### DATA:
•••••
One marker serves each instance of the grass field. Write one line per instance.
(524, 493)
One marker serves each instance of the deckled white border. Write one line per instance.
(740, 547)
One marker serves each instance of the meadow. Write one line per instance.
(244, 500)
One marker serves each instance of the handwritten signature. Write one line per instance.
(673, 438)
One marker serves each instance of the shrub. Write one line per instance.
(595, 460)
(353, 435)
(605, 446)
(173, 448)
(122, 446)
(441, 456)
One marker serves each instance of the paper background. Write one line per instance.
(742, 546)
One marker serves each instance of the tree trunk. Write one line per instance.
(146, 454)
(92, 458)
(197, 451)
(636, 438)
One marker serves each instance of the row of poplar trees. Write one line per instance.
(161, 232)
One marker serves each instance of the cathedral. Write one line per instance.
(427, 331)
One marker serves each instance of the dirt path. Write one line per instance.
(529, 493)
•••••
### EXERCISE BRIEF:
What you give back should be the lines from the one with "One marker serves each instance of the shrub." to the end of the data, copied exactly, both ends included.

### EXERCISE RESPONSE:
One marker serves each instance of the shrub. Write one line per instance.
(595, 460)
(353, 435)
(605, 446)
(173, 448)
(122, 446)
(441, 456)
One marker serves each instance of the paper background. Write one line per instance.
(742, 546)
One marker serves each instance of the tree trunk. Write one line per instance.
(146, 454)
(92, 458)
(197, 451)
(636, 438)
One marker serves each instance of the row of poplar trees. Write one line per instance.
(161, 232)
One marker serves each instance of the cathedral. Write one line per instance.
(427, 331)
One marker serves each instance of the dirt path. Write one line per instance.
(529, 493)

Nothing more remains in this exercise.